>> START
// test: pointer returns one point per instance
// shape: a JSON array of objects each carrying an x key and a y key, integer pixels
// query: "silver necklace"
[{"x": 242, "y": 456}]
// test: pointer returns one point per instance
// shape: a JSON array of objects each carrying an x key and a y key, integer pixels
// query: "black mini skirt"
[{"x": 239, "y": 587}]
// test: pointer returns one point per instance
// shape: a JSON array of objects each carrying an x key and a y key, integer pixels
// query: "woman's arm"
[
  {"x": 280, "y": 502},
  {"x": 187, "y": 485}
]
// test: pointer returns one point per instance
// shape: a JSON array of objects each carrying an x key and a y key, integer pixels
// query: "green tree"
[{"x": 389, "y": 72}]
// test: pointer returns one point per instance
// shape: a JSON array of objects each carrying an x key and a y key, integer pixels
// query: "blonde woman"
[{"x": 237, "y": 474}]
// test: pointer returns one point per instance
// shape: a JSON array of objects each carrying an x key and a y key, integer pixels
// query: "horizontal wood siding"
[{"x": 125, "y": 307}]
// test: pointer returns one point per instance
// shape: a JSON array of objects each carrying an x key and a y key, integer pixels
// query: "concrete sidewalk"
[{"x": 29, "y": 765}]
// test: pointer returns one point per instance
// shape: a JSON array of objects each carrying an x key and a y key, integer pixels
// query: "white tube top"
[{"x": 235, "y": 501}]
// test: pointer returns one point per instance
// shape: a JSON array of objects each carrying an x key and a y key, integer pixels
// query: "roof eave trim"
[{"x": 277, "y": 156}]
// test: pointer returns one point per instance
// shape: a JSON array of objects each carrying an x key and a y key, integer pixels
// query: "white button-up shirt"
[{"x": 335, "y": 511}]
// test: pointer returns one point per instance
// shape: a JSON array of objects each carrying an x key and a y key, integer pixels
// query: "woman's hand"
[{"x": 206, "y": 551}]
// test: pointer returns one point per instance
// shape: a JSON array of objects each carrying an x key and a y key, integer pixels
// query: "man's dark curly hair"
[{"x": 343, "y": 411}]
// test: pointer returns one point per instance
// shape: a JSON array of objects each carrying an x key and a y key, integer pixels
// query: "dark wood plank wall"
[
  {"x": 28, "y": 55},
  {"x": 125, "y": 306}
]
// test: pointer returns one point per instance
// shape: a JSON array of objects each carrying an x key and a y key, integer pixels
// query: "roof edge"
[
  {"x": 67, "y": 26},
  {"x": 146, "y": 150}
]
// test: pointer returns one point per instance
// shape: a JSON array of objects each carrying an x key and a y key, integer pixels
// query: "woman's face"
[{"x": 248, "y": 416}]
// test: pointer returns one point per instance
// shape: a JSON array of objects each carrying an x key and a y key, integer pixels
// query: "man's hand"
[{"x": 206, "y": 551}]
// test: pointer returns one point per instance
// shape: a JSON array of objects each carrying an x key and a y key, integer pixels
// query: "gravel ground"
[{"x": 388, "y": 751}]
>> END
Reproduce the listing above verbatim, from first line to last.

• RESULT OF THE EXERCISE:
// test: pointer returns one point per instance
// shape: a JSON array of objects each carrying an x key and a y key, integer pixels
// query: "silver necklace"
[{"x": 242, "y": 456}]
// test: pointer returns one point per instance
// shape: a JSON array of objects each carrying an x key and a y key, integer pixels
// query: "black mini skirt"
[{"x": 239, "y": 587}]
// test: pointer returns one point per instance
// shape: a JSON array of objects each carrying an x key and a y key, integer pixels
// query: "woman's arm"
[
  {"x": 280, "y": 502},
  {"x": 187, "y": 485}
]
// test: pointer returns one point per instance
// shape: a JSON array of objects each carrying an x key and a y key, integer pixels
// query: "green tree"
[{"x": 389, "y": 72}]
// test: pointer returns one point per instance
// shape: a JSON array of objects each carrying an x key and a y key, integer pixels
// query: "blonde woman"
[{"x": 237, "y": 474}]
// test: pointer returns one point per instance
// shape: a JSON array of objects each carrying an x key and a y key, integer pixels
// query: "horizontal wood siding"
[{"x": 125, "y": 307}]
// test: pointer returns one point per instance
// shape: a JSON array of objects each carrying an x key and a y key, integer pixels
// query: "concrete sidewalk"
[{"x": 29, "y": 765}]
// test: pointer returns one point per instance
// shape: a JSON array of objects each carrying an x key and a y key, integer pixels
// query: "white tube top"
[{"x": 235, "y": 501}]
// test: pointer returns one point per instance
// shape: a JSON array of objects each carrying an x key and a y key, integer pixels
// query: "roof eave trim"
[{"x": 277, "y": 156}]
// test: pointer returns one point per instance
// shape: a JSON array of objects each carrying an x key and a y key, integer pixels
// query: "white button-up shirt"
[{"x": 335, "y": 511}]
// test: pointer returns one point per instance
// shape: a JSON array of objects each carrying an x key and a y key, integer pixels
// query: "woman's hand"
[{"x": 206, "y": 551}]
// test: pointer returns one point per instance
// shape: a JSON array of objects each carrying an x key and a y key, integer pixels
// query: "man's dark curly hair"
[{"x": 343, "y": 411}]
// test: pointer returns one point per instance
// shape: a JSON array of objects each carrying an x key and a y key, integer pixels
// query: "dark wood plank wall"
[
  {"x": 28, "y": 55},
  {"x": 125, "y": 306}
]
// test: pointer returns one point per instance
// shape: a JSON array of objects each carrying an x key and a y key, integer pixels
// query: "roof edge"
[
  {"x": 67, "y": 26},
  {"x": 146, "y": 150}
]
// test: pointer returns one point per instance
// shape: a JSON array of objects each carrying an x key and a y key, integer pixels
// query: "woman's face"
[{"x": 248, "y": 416}]
// test: pointer returns one point per instance
// shape: a JSON array of objects each carrying an x key and a y key, integer pixels
// query: "man's hand"
[{"x": 206, "y": 551}]
// test: pointer returns one point per instance
// shape: a JSON array of objects each carrying an x key and a y key, integer pixels
// query: "gravel ground"
[{"x": 388, "y": 751}]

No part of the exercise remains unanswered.